[Recorded data]
'''

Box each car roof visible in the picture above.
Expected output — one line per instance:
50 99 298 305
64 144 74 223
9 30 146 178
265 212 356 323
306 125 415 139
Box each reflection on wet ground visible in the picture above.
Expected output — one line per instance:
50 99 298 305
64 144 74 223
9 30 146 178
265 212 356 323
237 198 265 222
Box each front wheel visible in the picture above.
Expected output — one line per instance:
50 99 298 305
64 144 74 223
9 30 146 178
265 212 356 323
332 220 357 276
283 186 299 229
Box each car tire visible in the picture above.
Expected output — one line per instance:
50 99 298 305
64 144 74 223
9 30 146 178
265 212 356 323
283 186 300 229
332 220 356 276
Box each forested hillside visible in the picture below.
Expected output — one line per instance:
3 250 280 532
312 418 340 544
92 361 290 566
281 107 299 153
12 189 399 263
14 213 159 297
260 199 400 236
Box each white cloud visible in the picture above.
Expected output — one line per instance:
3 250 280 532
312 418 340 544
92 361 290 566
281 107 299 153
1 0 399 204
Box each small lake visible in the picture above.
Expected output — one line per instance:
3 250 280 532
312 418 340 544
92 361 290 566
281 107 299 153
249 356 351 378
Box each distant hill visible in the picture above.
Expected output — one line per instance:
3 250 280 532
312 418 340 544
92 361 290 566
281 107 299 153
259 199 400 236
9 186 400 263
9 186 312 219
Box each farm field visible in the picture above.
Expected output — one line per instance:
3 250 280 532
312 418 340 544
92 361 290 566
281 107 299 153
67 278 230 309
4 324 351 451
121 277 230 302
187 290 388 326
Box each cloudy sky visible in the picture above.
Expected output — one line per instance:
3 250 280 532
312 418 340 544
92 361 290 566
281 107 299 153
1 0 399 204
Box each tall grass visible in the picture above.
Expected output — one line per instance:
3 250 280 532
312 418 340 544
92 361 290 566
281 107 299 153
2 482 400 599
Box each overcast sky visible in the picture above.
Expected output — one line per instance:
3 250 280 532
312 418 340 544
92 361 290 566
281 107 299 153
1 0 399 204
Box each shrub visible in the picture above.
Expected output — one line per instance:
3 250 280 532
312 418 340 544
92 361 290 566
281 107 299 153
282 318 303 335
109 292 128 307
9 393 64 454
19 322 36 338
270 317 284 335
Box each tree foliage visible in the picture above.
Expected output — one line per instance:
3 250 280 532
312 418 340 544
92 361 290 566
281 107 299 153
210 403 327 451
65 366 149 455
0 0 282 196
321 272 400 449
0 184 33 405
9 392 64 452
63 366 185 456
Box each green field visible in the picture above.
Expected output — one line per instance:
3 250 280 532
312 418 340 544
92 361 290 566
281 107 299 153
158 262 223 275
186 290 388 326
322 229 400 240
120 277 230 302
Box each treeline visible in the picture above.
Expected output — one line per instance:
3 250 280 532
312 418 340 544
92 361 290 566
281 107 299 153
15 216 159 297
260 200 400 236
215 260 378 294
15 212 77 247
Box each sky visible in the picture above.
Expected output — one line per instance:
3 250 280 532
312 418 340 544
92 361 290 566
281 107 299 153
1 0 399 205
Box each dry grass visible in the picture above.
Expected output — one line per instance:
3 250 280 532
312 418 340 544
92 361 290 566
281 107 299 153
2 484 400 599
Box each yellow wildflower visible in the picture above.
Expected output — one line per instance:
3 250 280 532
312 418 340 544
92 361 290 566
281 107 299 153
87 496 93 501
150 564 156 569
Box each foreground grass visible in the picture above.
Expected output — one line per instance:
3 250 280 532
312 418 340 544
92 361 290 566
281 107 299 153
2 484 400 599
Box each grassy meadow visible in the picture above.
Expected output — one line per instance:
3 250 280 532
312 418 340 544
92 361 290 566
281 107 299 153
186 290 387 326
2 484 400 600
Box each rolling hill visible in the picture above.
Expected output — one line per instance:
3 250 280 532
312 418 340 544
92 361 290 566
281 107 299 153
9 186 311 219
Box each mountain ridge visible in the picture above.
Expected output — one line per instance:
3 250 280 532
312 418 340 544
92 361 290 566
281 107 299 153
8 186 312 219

'''

— What to do —
Your answer must be every line from the entries that contains the string "field", copied as it stands.

— Written response —
Box each farm field visible in the picture above.
Box each green field visible in the picture above.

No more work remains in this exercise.